>>>

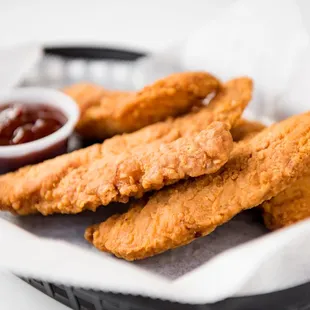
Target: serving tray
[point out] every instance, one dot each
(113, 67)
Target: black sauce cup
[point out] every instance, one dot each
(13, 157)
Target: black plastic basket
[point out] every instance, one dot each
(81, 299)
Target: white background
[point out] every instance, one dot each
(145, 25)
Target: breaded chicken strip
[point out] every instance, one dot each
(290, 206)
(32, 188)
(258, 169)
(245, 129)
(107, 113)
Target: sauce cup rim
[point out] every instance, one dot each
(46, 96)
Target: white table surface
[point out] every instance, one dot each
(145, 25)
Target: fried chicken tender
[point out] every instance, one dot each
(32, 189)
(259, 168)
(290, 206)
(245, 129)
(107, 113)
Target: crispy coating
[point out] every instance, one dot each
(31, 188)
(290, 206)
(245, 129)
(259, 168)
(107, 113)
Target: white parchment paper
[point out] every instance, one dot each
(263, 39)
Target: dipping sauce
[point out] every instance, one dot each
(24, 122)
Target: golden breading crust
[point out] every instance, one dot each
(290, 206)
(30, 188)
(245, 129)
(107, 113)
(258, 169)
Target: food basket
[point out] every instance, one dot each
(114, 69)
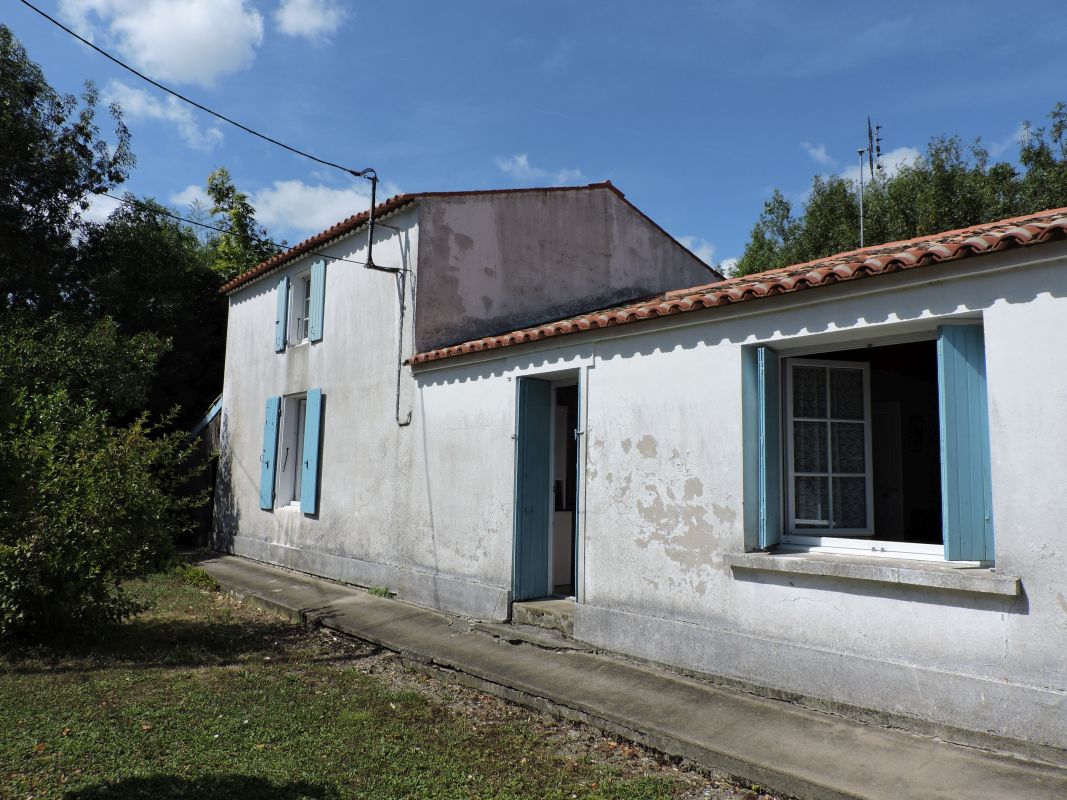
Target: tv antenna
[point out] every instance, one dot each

<<<

(POLECENIE)
Zamień w całym wykazie słowo „chicken” na „turkey”, a pozostałą treść przepisz bez zmian. Obrazów nie umieszczaj w odpowiedzi.

(PRAWIDŁOWA ODPOWIEDŹ)
Target: serving tray
[point out] every instance, one dot each
(113, 67)
Target: black sauce cup
[point out] every instance, one dot each
(13, 157)
Target: black plastic basket
[point out] every instance, one dot each
(81, 299)
Target: white background
[point out] every instance, one dot each
(145, 25)
Target: breaded turkey strip
[point out] every instance, one dot each
(290, 206)
(32, 188)
(258, 169)
(245, 129)
(107, 113)
Target: sauce cup rim
[point out] every instance, one dot each
(46, 96)
Target: white table surface
[point out] every instance, one dot each
(145, 25)
Target: fried turkey tender
[point out] every instance, one dot each
(32, 189)
(259, 168)
(290, 206)
(245, 129)
(107, 113)
Target: crispy coating
[point out] every instance, one dot each
(31, 188)
(290, 206)
(245, 129)
(259, 168)
(107, 113)
Target: white parchment paper
[point out] every instance, one dot each
(263, 39)
Target: dipping sauce
[point out] every instance, one dot each
(24, 122)
Target: golden breading crust
[point out] every instance, one dot each
(290, 206)
(30, 188)
(245, 129)
(107, 113)
(258, 169)
Target: food basket
[point out] every instance, one dot each
(114, 69)
Target: tv antenna
[point out] every instance, one dot each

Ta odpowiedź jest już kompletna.